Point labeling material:

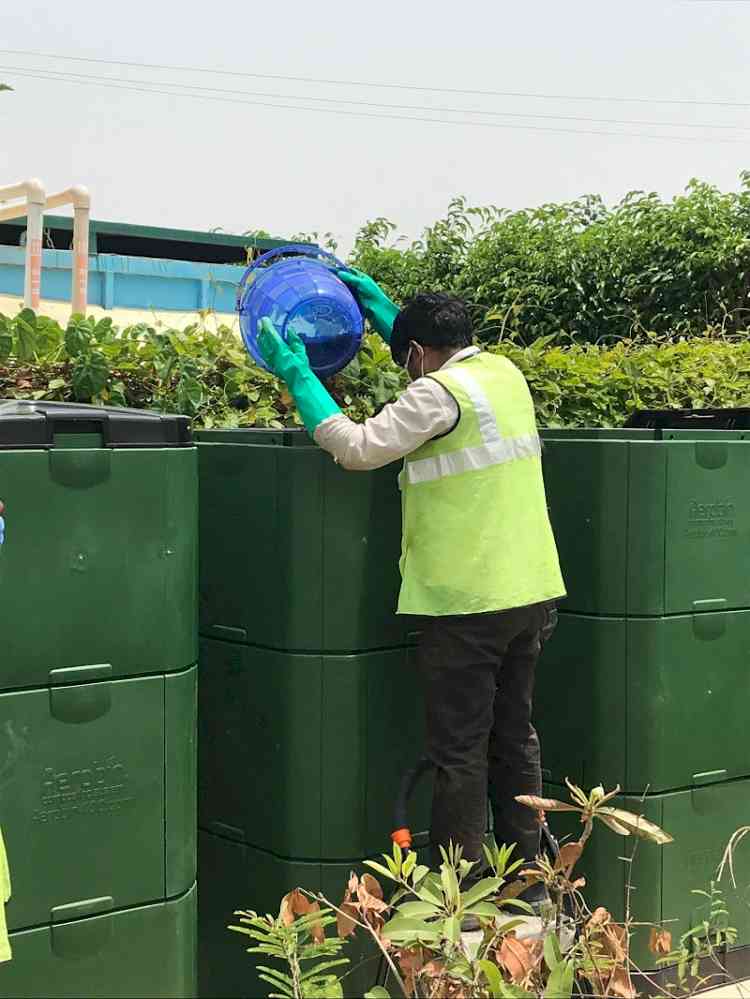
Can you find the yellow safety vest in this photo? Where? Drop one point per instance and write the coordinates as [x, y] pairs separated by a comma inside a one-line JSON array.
[[476, 532]]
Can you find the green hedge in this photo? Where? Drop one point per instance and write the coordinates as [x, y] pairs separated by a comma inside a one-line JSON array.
[[205, 373], [582, 269]]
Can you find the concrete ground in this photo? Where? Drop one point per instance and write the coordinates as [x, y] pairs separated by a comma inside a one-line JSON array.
[[11, 305]]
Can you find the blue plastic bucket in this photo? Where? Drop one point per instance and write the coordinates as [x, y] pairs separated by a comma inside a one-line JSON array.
[[297, 288]]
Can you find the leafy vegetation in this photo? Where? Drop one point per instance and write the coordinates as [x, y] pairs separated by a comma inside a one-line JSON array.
[[584, 270], [419, 926], [204, 371]]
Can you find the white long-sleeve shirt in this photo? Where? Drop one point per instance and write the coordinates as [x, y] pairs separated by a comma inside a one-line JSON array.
[[425, 410]]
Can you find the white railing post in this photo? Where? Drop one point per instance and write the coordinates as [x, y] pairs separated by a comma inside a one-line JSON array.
[[33, 278], [33, 209]]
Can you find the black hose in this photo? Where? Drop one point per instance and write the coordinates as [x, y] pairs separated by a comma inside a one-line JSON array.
[[406, 788]]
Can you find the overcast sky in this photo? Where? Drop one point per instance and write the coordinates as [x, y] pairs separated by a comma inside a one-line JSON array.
[[192, 163]]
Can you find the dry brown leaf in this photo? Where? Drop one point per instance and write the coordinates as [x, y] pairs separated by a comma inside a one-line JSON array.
[[296, 903], [411, 961], [545, 804], [599, 917], [346, 919], [434, 968], [516, 957], [370, 895], [621, 986], [372, 885], [660, 941]]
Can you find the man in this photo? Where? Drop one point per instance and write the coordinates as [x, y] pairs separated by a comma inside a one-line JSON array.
[[479, 564]]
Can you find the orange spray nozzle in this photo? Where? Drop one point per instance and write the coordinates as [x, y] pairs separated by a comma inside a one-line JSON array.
[[402, 837]]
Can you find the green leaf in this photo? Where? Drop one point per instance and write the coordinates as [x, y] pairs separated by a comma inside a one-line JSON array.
[[26, 337], [6, 338], [452, 929], [383, 871], [482, 889], [449, 882], [420, 871], [328, 988], [560, 982], [90, 374], [494, 979], [484, 910], [552, 953], [409, 864], [418, 910]]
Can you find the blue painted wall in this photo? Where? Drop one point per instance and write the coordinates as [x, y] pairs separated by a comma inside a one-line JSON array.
[[129, 282]]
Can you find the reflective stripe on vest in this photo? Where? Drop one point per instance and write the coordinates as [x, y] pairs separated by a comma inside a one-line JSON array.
[[494, 449]]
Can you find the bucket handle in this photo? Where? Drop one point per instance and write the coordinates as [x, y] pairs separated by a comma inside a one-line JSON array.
[[304, 249]]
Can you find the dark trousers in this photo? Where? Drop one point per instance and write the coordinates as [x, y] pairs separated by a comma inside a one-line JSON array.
[[478, 674]]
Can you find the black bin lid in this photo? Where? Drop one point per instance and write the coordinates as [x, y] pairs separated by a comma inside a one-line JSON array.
[[691, 419], [26, 424]]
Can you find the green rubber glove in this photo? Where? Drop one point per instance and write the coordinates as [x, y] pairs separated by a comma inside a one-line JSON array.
[[289, 362], [373, 301]]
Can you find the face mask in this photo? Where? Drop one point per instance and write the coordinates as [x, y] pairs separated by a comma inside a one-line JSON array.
[[408, 358]]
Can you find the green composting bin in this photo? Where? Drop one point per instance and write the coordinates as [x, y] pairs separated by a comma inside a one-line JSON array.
[[650, 522], [99, 563], [645, 683], [297, 554], [310, 704], [98, 700], [663, 879]]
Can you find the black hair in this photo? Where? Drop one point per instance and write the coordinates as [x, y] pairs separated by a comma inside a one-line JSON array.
[[432, 320]]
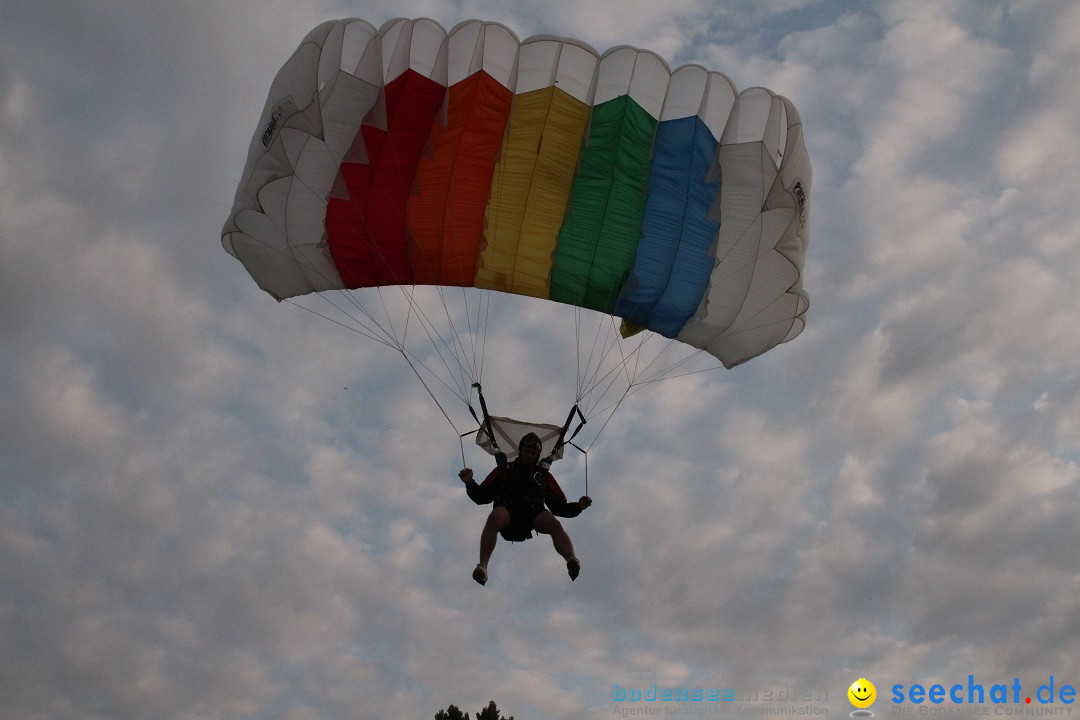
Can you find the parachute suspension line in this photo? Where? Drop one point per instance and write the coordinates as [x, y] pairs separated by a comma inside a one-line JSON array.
[[431, 394]]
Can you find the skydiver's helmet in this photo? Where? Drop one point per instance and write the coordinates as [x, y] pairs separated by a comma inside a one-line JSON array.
[[530, 439]]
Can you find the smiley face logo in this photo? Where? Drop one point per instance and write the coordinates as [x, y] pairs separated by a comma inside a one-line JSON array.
[[862, 693]]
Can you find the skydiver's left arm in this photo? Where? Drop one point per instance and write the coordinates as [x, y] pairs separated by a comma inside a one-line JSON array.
[[557, 503]]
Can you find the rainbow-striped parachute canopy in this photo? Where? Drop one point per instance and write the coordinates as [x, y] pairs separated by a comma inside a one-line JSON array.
[[412, 155]]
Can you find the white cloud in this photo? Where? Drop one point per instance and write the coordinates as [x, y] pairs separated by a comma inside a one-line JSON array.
[[213, 505]]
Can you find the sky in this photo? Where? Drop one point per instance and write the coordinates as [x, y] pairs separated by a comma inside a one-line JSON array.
[[213, 505]]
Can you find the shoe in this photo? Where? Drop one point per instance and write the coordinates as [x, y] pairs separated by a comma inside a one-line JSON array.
[[480, 573]]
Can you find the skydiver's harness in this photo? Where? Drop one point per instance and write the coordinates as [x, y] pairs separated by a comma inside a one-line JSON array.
[[517, 493], [556, 451]]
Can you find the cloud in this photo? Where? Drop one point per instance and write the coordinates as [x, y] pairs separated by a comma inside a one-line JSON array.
[[212, 504]]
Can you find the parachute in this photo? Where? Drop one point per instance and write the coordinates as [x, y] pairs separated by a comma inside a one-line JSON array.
[[468, 164]]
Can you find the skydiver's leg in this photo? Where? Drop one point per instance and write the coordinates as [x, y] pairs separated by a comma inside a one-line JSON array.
[[498, 519]]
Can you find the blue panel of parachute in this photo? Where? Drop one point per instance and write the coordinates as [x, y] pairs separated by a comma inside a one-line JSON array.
[[672, 267]]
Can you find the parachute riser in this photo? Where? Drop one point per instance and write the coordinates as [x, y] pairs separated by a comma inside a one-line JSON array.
[[500, 457]]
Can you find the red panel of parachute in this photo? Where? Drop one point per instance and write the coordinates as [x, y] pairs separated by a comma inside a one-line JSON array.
[[366, 232]]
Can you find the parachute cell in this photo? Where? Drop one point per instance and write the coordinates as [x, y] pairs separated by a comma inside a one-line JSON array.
[[414, 155]]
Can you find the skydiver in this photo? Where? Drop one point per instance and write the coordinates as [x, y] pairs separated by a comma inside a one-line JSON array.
[[520, 492]]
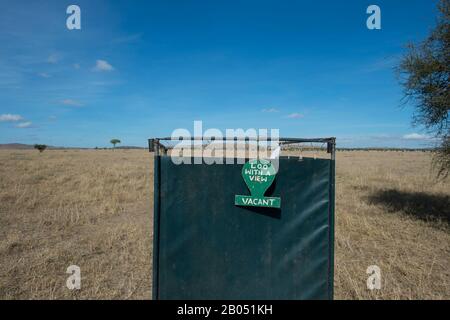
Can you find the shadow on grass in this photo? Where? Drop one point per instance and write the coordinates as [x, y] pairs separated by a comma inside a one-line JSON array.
[[421, 205]]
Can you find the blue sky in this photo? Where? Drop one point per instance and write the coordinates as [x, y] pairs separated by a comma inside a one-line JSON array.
[[139, 69]]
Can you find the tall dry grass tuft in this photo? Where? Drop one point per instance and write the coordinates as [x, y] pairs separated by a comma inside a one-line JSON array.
[[93, 208]]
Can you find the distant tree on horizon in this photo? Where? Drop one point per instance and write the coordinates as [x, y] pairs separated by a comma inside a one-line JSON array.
[[40, 147], [424, 73], [114, 142]]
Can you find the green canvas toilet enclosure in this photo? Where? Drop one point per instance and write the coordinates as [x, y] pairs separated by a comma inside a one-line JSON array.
[[209, 244]]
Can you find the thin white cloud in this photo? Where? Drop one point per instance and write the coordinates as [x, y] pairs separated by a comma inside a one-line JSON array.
[[103, 65], [128, 38], [71, 102], [23, 125], [270, 110], [415, 136], [53, 58], [10, 117], [295, 115]]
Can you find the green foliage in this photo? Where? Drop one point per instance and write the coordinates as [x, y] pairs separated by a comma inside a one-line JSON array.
[[425, 75], [40, 147]]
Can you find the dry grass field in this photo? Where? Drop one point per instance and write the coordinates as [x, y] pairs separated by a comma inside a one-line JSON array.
[[92, 208]]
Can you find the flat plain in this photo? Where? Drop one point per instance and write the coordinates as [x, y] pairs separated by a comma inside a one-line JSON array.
[[93, 208]]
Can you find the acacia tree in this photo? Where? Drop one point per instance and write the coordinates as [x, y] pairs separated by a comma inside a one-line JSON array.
[[424, 73], [114, 142], [40, 147]]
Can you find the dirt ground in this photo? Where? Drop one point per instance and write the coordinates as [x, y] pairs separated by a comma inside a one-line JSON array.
[[93, 208]]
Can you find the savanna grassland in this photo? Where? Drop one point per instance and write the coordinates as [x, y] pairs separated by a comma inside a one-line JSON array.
[[93, 208]]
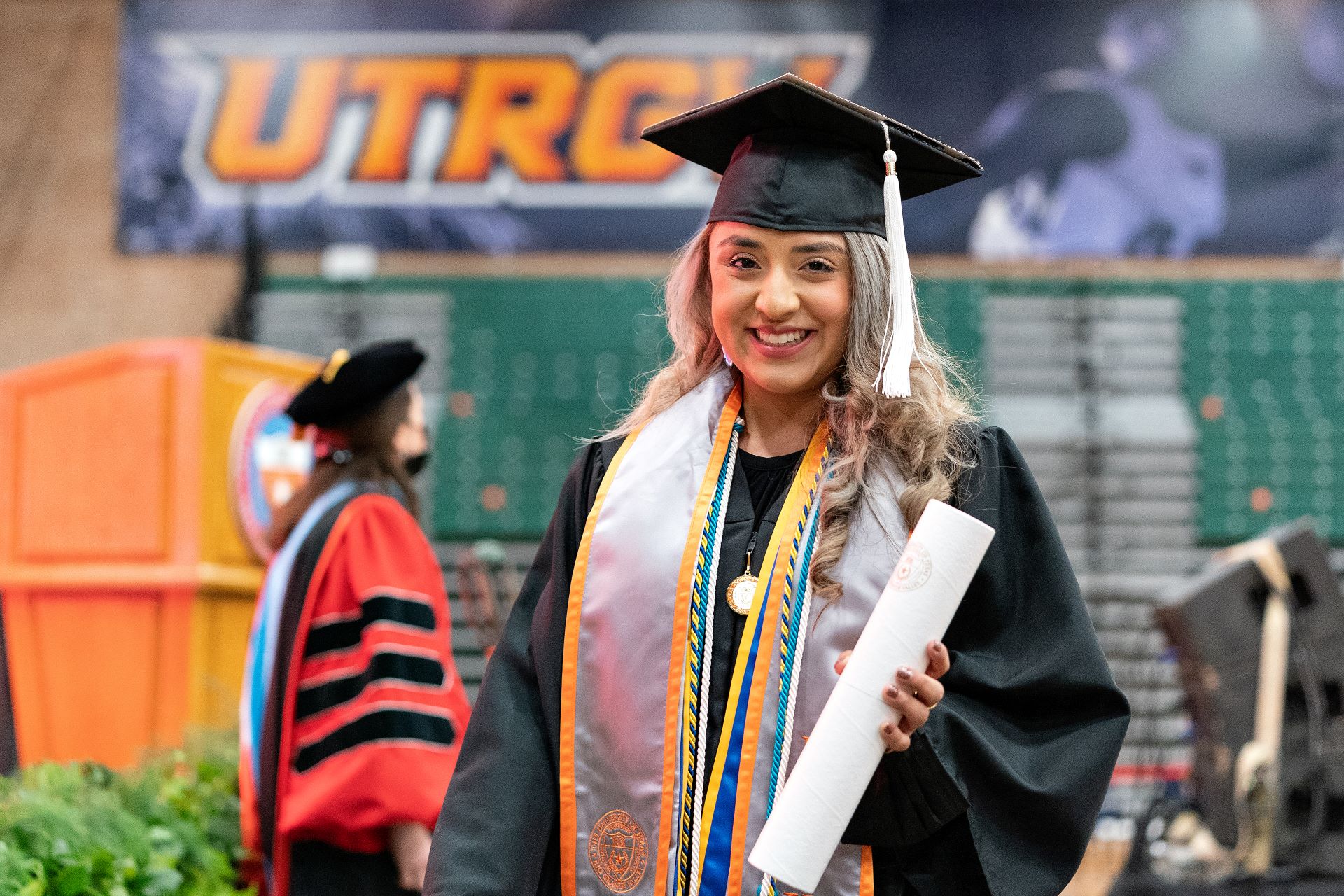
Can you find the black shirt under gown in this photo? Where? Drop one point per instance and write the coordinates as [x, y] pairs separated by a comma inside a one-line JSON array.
[[999, 792]]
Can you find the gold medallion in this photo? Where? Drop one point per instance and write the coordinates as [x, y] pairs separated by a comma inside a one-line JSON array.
[[742, 594]]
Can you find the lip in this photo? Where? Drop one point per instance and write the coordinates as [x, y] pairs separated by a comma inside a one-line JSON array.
[[778, 352]]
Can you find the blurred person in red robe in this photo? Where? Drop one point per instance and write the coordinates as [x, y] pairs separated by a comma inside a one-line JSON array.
[[353, 708]]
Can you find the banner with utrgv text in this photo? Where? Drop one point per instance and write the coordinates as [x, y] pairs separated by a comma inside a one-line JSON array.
[[1109, 128], [433, 133]]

Directive: Copy out word for word the lines of the material starting at the one that contains "Can you find the man" and ending at the one that contains "[[479, 564]]", both included.

The completed task:
Can you find the man in this photo? Where? Drop one point per instance and write the coordinates as [x, y] pairs separated by a comma inside a one-line JSON array.
[[479, 564]]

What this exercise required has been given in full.